## [EJERCICIOS]
(1) Enumera todos los títulos de libros que aparecen en la entrevista sobre poesía.
(2) Por favor, escribe lo que sigue a la última oración de la entrevista sobre poesía.

## [FRAGMENTO]
◇ ◇ ◇ ◇ ◇ ◇ ◇

Tu labor poética oscila entre ciertas formas clásicas, sin renunciar a la rima, y el verso libre o, más exactamente, la calculada descomposición de metros regulares. De ahí el frecuente empleo del encabalgamiento abrupto, basado en preposiciones a final de verso. ¿Qué te hace optar por una u otra estructura a la hora de escribir un poema? ¿Qué buscas básicamente en dicha desintegración métrica, que no rítmica? Al hilo de esto, ¿qué razones te animan a eliminar la puntuación y las mayúsculas en tus poemas a partir de tu libro Museo?

Museo tenía en su primera edición puntuación y mayúsculas pero siento ahora que ambas sobran, que añaden a esos poemas un peso innecesario. Lo mismo pasa en los libros que siguen. El encabalgamiento abrupto al que te refieres puede producir una ligera sensación de vértigo que tal vez acentúa o potencia lo que se dice. A la hora de escribir un poema uno no sabe muy bien qué está haciendo, uno observa mejor esos detalles a la hora de corregir.

A este gusto por la estrofa cerrada responde tu libro de carácter heteronímico La enfermedad de Venus, cuyos poemas amorosos testimonian el romance de su desconocido autor con Carmela Docampo a finales de los años veinte del siglo pasado en la entonces provinciana Arequipa. El conjunto, de apretado y ambiguo simbolismo, se compone de veintiún poemas de nueve versos heptasílabos y endecasílabos con un esquema de rima consonante fijo. A cada uno de ellos, Vicente Hidalgo, su supuesto descubridor, añade una nota explicativa en prosa donde la observación crítica y el dato biográfico se entreveran hasta hacer de sus exhaustivas elucubraciones una parodia del alarde erudito. ¿Por qué recurriste a la máscara para escribir este libro? ¿Fue el temor de que lo tacharan de arcaizante lo que te llevó a redactar los comentarios? Háblame de su proceso creativo. Ya tu padre, en 1969, escribió, dentro de esta misma tradición heteronímica, Dizires rimados, cuyos poemas recrean fielmente el lenguaje y las formas estróficas medievales.

◇ ◇ ◇ ◇ ◇ ◇ ◇

(Descripciones de regiones en lenguaje natural)

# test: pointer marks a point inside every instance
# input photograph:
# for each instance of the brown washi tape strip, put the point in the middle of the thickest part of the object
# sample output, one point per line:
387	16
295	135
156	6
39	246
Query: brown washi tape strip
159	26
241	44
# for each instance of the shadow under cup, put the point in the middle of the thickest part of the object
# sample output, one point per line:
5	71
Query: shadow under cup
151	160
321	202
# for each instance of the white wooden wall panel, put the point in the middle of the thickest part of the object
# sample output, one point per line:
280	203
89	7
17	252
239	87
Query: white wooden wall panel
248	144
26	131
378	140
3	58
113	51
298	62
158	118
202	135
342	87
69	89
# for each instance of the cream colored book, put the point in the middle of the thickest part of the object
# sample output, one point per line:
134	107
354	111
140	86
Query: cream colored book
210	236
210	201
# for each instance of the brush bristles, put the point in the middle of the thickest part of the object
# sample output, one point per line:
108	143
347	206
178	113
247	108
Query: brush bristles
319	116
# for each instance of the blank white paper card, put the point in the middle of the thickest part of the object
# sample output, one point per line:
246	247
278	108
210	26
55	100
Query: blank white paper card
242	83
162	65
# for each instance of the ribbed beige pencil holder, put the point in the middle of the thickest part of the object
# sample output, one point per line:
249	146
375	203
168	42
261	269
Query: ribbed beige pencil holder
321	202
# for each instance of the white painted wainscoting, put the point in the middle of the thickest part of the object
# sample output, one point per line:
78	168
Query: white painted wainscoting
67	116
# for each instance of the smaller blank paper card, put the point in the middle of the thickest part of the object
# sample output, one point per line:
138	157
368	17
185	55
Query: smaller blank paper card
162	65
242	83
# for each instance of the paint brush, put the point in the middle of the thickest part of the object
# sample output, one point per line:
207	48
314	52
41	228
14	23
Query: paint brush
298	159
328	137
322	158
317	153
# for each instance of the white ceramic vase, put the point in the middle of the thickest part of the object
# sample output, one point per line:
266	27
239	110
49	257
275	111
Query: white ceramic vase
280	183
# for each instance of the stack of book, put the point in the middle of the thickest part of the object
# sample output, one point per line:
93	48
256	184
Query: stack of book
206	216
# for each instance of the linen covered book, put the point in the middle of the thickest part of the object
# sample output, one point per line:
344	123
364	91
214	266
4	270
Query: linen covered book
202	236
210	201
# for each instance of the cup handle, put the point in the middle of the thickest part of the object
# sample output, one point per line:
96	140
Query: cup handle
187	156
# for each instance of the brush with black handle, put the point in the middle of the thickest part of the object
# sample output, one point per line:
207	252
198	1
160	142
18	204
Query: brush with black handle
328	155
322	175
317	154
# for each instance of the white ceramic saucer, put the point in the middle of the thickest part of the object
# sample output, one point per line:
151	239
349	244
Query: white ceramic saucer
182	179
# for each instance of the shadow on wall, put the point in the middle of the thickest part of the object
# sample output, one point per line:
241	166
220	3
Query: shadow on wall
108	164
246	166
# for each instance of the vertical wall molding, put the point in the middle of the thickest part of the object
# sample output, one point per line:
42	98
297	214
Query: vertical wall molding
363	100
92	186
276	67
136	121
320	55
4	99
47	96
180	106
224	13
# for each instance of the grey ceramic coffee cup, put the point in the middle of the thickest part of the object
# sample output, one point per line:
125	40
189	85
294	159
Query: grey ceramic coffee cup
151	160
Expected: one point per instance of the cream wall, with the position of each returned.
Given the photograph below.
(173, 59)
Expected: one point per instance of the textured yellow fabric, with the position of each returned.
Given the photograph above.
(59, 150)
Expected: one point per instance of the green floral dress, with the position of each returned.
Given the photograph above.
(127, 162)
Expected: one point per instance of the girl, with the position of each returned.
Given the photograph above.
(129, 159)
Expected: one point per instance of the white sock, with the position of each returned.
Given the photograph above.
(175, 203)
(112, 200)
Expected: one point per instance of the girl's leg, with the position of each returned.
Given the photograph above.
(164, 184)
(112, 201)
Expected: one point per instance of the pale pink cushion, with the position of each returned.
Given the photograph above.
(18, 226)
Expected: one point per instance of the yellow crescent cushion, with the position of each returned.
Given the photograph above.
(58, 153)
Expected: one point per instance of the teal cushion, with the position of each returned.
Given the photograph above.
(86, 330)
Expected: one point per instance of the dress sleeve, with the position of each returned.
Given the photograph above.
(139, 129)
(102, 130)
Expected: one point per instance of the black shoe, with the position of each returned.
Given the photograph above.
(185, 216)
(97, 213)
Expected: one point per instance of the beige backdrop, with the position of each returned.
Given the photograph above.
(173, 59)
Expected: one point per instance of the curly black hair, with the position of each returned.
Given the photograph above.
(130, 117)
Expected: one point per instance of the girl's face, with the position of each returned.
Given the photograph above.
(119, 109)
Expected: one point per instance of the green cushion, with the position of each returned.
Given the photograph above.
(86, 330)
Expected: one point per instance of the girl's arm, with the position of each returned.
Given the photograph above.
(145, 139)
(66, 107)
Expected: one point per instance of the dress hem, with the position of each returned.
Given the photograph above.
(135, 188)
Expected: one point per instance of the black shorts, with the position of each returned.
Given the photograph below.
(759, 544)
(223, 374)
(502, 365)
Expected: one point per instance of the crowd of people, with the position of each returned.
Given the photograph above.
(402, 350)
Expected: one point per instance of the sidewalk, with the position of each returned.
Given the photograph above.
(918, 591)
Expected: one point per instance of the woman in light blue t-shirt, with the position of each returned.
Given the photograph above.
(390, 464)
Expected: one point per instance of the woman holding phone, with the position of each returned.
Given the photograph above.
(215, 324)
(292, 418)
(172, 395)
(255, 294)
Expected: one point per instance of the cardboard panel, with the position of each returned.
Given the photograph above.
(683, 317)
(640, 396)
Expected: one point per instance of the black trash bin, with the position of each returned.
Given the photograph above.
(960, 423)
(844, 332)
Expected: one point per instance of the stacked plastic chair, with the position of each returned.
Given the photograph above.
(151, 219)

◇ ◇ ◇ ◇ ◇ ◇ ◇

## [RESPUESTAS POR TAREA]
(1) Museo; La enfermedad de Venus; Dizires rimados

(2)
―Escribí los poemas de un tirón, en un momento de abatimiento. Luego sentí que esos poemas podían ir envueltos en unos celofanes donde se reflejaran algunas viejas historias de amor (o desamor) que conocía y donde pudiera tomarle un poco el pelo a la erudición académica. Que me tacharan de arcaizante es algo que, con franqueza, no me preocupaba entonces ni me preocupa ahora. Leí después un libro –Pálido fuego de Nabokov– con el que tiene tal vez cierta afinidad. Es cierto que, como otros autores, mi padre había hecho también una incursión interesante por la heteronimia, aunque en otra dirección. En este libro vuelvo también a la conciencia del desgaste a la que aludías y acaso también se trata de mostrar la tensión que hay siempre entre la intensidad pasajera de la vida y la formulación de la poesía.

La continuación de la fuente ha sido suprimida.